**Exercise task**
Please count the lines in the data below that contain the string "shoe", treating uppercase and lowercase as different, and reply with only that number.
'''
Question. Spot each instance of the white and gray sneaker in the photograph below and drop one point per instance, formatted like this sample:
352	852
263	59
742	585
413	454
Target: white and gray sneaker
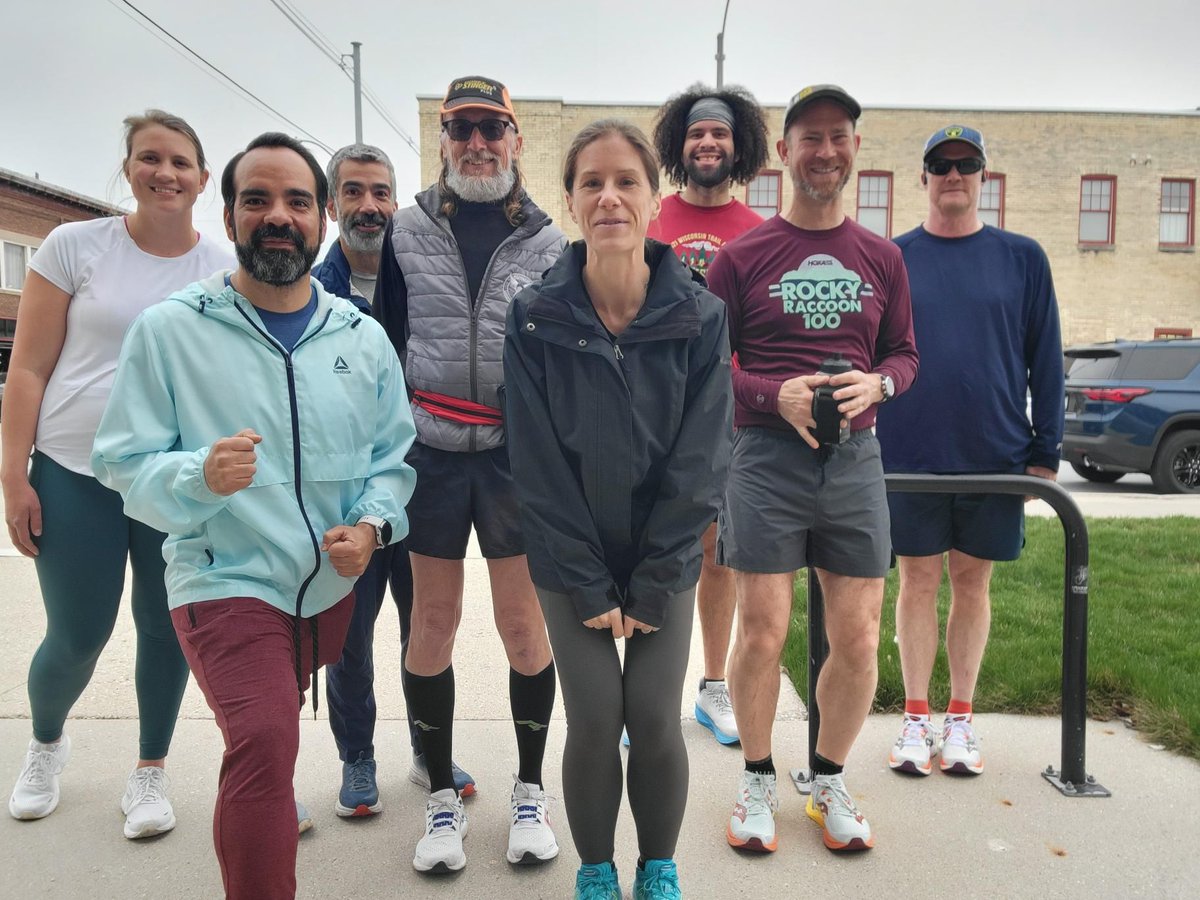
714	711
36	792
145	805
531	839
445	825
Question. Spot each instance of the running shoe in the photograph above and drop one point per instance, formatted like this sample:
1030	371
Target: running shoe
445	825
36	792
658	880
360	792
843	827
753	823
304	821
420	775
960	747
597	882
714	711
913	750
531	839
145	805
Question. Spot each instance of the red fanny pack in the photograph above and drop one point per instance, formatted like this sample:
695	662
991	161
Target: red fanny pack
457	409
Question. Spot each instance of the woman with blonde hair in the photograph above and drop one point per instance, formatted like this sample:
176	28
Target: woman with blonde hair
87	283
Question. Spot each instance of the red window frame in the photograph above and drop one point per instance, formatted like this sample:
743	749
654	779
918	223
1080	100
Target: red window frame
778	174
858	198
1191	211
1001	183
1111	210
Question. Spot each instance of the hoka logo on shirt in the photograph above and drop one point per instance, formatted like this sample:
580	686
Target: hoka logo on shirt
'''
'''
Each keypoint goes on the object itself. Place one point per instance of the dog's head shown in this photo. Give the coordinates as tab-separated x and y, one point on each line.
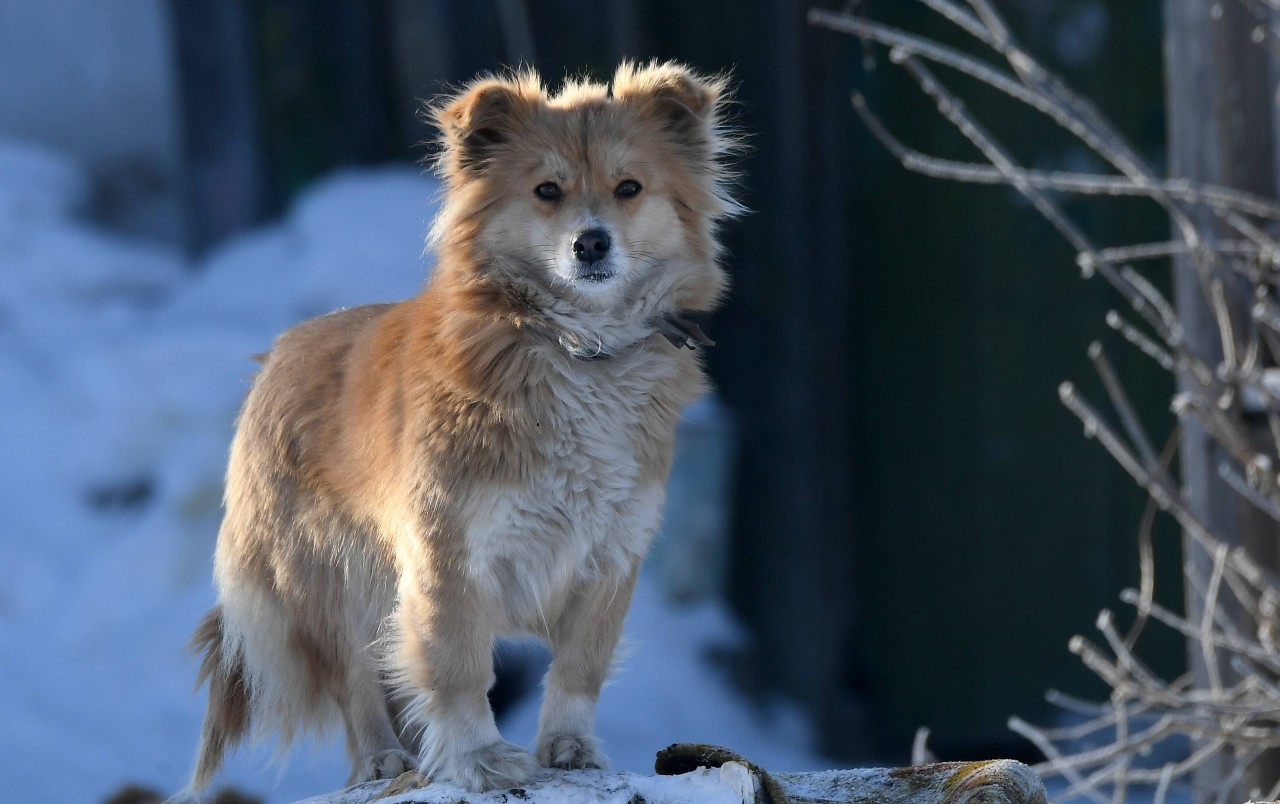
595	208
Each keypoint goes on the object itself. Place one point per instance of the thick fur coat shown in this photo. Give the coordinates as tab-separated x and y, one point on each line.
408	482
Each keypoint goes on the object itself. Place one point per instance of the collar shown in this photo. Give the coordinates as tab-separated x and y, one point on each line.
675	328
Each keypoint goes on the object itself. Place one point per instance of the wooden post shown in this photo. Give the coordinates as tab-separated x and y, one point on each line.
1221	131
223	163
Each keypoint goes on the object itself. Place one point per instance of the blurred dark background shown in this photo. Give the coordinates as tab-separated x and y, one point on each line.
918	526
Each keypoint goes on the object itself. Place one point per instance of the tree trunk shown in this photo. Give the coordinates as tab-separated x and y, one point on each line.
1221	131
'''
**Task output**
2